[MATERIAL FOR THIS EXERCISE start]

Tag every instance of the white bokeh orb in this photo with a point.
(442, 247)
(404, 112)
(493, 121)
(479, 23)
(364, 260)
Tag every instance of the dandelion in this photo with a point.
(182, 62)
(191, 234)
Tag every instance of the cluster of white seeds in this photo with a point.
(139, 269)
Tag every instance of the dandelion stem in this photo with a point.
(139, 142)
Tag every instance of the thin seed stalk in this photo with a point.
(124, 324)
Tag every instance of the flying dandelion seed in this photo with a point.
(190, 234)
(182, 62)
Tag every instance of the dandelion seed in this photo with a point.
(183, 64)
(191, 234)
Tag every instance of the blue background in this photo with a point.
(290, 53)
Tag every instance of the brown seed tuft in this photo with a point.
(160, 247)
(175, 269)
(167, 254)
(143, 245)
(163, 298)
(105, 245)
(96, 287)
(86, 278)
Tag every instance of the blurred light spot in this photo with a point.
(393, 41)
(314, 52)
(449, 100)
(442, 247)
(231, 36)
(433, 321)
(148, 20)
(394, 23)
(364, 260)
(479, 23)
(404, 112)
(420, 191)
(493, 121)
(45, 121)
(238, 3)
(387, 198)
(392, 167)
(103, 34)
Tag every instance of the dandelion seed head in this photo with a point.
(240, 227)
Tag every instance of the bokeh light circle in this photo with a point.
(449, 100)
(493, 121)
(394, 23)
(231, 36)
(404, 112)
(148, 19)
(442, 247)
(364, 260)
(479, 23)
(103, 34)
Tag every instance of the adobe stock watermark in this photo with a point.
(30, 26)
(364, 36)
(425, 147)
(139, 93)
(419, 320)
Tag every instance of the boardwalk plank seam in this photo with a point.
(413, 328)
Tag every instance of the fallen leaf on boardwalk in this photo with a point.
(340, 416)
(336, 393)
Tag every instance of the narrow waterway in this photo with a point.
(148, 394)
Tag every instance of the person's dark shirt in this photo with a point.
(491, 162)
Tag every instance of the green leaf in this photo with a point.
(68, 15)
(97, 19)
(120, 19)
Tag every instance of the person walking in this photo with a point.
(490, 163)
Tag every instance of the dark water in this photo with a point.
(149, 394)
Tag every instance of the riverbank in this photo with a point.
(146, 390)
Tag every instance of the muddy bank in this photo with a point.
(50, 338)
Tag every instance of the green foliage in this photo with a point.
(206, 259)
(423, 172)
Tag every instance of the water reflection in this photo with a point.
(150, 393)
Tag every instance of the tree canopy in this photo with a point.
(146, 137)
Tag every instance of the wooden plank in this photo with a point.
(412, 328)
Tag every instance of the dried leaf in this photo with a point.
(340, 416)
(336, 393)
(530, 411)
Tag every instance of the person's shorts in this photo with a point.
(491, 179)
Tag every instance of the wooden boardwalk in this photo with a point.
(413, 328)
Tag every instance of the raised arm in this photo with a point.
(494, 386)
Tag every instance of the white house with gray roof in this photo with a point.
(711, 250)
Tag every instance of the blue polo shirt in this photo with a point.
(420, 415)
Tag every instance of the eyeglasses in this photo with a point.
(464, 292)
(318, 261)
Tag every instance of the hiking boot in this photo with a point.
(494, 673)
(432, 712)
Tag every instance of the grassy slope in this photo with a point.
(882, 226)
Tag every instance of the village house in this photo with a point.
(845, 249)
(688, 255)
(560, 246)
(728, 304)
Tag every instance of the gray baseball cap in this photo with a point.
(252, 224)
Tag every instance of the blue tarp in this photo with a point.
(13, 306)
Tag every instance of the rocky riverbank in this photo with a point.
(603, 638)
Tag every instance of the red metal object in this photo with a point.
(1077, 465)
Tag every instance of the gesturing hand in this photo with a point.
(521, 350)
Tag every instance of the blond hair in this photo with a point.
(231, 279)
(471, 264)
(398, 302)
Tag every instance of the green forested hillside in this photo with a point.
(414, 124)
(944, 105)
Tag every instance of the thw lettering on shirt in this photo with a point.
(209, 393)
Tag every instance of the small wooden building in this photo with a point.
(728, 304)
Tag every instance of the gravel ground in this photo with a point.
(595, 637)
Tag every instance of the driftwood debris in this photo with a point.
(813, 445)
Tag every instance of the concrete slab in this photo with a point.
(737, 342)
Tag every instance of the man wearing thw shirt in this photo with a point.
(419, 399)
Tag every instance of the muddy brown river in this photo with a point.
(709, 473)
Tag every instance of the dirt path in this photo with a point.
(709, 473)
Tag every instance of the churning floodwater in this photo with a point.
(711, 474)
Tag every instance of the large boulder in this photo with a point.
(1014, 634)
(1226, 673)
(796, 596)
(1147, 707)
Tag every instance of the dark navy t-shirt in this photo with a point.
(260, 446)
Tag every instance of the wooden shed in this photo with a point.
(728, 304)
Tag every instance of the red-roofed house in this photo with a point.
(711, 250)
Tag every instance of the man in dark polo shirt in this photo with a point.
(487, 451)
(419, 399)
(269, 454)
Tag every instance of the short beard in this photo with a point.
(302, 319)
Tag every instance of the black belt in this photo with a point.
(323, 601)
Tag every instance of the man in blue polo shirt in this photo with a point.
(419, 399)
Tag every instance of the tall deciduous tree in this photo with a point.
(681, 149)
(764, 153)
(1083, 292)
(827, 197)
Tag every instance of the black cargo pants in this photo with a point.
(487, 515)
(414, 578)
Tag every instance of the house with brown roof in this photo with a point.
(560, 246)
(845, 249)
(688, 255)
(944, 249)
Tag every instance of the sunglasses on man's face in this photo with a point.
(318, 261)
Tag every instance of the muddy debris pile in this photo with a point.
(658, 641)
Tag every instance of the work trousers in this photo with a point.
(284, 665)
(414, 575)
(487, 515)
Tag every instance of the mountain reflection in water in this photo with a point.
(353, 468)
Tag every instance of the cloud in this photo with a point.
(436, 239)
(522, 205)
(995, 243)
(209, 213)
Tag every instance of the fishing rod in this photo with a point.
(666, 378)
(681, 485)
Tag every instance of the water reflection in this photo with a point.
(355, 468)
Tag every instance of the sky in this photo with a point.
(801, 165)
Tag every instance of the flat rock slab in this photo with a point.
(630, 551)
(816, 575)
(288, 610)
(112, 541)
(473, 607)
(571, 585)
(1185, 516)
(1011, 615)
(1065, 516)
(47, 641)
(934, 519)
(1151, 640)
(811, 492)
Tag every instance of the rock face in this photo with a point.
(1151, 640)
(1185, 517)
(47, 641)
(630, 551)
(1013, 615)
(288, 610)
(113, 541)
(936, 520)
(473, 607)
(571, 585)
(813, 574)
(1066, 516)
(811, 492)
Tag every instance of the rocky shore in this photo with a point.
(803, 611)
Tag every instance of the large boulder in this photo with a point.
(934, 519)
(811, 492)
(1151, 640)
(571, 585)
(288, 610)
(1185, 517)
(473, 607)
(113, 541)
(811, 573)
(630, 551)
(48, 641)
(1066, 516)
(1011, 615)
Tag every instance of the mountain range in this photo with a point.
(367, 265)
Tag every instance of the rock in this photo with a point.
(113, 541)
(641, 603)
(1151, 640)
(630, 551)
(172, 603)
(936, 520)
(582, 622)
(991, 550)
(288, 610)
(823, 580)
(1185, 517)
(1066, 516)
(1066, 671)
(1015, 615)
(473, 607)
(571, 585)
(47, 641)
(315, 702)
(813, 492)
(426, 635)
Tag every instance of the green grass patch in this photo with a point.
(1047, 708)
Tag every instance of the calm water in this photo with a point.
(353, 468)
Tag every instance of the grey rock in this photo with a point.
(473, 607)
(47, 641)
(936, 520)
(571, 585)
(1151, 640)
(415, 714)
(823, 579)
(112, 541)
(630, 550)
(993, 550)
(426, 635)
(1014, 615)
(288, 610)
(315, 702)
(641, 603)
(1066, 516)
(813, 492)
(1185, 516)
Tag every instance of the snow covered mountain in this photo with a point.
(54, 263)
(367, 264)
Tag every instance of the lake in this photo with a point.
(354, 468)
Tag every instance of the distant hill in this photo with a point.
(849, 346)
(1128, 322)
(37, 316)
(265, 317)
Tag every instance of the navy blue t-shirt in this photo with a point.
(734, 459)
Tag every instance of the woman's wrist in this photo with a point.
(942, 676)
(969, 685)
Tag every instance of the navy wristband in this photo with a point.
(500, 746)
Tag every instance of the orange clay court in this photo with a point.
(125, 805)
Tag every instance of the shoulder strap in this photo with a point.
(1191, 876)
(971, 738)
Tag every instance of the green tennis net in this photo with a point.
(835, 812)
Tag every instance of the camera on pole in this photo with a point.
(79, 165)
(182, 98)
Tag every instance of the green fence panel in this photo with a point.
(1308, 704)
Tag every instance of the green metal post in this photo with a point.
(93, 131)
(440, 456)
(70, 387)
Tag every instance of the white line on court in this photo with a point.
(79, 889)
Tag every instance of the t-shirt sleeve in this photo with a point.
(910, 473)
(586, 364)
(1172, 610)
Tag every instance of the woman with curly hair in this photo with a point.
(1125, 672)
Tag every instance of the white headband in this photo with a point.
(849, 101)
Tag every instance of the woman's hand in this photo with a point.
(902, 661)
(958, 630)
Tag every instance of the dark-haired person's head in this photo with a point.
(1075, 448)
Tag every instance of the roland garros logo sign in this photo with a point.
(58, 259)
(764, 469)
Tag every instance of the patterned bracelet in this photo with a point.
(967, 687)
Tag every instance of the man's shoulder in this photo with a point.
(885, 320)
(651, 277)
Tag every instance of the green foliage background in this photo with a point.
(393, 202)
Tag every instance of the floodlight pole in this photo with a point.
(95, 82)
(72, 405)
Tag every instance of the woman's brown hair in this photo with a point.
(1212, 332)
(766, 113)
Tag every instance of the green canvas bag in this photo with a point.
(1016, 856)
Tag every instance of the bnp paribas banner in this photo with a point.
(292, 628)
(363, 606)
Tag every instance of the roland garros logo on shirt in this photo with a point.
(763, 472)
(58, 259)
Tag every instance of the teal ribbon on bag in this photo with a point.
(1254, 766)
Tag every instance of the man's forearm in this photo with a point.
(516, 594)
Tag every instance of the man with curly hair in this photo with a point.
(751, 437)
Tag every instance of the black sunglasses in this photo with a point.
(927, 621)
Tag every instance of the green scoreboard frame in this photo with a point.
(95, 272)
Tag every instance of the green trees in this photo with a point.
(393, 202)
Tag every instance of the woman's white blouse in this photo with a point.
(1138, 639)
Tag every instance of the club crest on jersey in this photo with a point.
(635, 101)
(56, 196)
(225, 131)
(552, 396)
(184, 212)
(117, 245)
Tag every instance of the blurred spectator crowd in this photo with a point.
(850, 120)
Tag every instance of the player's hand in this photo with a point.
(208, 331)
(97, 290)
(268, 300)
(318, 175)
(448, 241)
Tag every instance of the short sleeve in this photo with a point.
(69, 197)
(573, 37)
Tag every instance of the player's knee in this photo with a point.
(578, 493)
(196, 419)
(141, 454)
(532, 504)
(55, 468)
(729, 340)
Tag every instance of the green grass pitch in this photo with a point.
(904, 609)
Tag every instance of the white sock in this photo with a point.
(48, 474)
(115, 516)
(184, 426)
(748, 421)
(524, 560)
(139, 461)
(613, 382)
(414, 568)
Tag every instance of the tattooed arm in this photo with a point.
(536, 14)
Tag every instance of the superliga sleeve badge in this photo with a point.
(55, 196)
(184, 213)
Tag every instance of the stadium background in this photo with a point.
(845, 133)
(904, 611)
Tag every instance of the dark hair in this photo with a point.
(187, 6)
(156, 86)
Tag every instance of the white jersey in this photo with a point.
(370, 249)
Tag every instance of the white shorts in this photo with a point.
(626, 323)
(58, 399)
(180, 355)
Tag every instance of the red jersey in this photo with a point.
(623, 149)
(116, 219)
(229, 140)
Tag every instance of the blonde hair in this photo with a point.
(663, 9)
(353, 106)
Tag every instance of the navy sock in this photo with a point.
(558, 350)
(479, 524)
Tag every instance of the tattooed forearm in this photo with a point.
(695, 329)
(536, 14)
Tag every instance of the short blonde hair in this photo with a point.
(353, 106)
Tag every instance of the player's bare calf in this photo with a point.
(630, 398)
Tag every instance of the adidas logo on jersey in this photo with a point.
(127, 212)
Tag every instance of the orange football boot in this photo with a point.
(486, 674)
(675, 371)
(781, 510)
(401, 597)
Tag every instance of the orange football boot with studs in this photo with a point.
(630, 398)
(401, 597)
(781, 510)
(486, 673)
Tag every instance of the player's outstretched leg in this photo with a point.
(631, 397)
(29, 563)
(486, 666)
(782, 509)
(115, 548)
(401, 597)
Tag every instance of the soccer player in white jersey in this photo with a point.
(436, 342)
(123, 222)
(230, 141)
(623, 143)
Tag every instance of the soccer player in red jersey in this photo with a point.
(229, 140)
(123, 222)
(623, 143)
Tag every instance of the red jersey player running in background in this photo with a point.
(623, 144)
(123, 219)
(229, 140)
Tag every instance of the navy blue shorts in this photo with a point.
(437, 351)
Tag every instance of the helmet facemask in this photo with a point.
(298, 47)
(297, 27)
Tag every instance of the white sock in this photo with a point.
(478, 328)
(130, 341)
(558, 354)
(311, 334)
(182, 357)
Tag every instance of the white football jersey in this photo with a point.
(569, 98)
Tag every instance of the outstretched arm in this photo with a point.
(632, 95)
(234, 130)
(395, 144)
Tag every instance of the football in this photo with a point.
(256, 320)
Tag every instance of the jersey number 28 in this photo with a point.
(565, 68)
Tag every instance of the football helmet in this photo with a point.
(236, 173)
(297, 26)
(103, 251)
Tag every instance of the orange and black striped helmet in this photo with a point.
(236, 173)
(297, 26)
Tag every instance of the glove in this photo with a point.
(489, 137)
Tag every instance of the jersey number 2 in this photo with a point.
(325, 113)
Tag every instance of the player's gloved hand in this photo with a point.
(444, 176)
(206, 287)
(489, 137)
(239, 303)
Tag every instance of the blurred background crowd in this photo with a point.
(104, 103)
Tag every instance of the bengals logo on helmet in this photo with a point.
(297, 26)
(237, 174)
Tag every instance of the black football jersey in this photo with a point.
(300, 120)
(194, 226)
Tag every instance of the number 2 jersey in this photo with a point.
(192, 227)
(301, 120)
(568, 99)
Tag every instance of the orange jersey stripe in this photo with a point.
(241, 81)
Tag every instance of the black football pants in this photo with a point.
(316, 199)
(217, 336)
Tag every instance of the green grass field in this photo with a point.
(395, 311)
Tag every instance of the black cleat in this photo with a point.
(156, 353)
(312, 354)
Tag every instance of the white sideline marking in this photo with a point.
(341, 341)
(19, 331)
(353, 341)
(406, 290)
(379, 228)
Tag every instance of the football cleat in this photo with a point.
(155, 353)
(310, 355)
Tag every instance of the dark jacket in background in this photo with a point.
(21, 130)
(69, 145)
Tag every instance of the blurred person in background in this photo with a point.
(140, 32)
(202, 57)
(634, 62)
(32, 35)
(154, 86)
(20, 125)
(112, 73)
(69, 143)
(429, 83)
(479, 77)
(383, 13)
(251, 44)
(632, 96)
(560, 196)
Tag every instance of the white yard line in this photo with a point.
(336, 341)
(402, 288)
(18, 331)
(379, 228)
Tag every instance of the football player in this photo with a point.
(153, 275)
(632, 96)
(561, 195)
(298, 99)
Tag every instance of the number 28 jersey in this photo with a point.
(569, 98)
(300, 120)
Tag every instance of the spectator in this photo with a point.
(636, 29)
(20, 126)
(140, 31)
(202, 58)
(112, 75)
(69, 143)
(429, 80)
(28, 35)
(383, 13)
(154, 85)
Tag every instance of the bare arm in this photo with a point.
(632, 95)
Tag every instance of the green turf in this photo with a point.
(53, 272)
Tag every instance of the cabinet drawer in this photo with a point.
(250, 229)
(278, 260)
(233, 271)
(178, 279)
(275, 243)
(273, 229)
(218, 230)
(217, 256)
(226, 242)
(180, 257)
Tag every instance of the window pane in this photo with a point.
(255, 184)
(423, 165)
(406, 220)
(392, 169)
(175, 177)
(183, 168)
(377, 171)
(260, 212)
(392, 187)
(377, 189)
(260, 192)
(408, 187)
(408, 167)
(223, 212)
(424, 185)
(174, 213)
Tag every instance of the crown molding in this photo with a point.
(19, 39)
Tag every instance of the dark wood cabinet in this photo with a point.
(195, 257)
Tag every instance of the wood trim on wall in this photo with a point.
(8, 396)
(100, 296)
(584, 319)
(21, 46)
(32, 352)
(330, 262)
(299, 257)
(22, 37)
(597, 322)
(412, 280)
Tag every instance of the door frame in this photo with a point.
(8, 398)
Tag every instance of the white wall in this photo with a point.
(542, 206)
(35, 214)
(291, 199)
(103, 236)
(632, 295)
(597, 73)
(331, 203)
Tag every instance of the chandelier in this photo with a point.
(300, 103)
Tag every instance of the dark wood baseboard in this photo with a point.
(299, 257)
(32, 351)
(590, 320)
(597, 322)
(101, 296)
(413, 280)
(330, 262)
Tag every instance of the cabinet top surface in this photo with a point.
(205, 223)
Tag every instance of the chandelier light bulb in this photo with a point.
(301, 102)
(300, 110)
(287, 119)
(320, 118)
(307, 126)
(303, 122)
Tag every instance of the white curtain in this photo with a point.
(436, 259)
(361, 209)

[MATERIAL FOR THIS EXERCISE end]

From the line with "Tag every instance of the white yard" to the last line of the material, give every line again exactly, and only those lines.

RESPONSE BELOW:
Tag every instance of the white yard line in this photo with a point.
(336, 341)
(402, 288)
(18, 331)
(379, 228)
Tag every instance of the football player in this photo with a point.
(153, 275)
(632, 96)
(561, 195)
(298, 99)
Tag every instance of the number 28 jersey in this photo with a point.
(569, 98)
(300, 120)
Tag every instance of the spectator in this photo with a point.
(636, 29)
(20, 126)
(140, 31)
(202, 58)
(112, 75)
(69, 143)
(429, 80)
(28, 35)
(383, 13)
(154, 85)
Tag every instance of the bare arm in this photo with a point.
(632, 95)
Tag every instance of the green turf in this photo with a point.
(53, 272)
Tag every instance of the cabinet drawer in this photo with a point.
(250, 229)
(278, 260)
(233, 271)
(178, 279)
(275, 243)
(273, 229)
(218, 230)
(217, 256)
(226, 242)
(180, 257)
Tag every instance of the window pane in this photo with a point.
(255, 184)
(423, 165)
(406, 220)
(392, 169)
(175, 177)
(183, 168)
(377, 171)
(260, 212)
(392, 187)
(377, 189)
(260, 192)
(408, 187)
(408, 167)
(223, 212)
(424, 185)
(174, 213)
Tag every instance of the crown molding in this photo with a point.
(19, 39)
Tag every instance of the dark wood cabinet in this photo with a point.
(195, 257)
Tag every instance of the wood trim on wall in this photo with a point.
(8, 396)
(100, 296)
(584, 319)
(21, 46)
(32, 352)
(330, 262)
(299, 257)
(22, 37)
(597, 322)
(412, 280)
Tag every instance of the door frame in this photo with a point.
(8, 398)
Tag every instance of the white wall in this photo with a point.
(542, 206)
(35, 214)
(291, 199)
(103, 236)
(632, 295)
(597, 73)
(331, 203)
Tag every instance of the chandelier in this photo with a point.
(300, 103)
Tag every instance of the dark wood baseboard in this photo with a point.
(299, 257)
(32, 351)
(590, 320)
(597, 322)
(101, 296)
(413, 280)
(330, 262)
Tag every instance of the cabinet top surface in this photo with a point.
(205, 223)
Tag every instance of the chandelier light bulb in this photo with a point.
(301, 102)
(300, 110)
(287, 119)
(320, 118)
(307, 126)
(303, 122)
Tag every instance of the white curtain in this photo with a point.
(436, 259)
(361, 209)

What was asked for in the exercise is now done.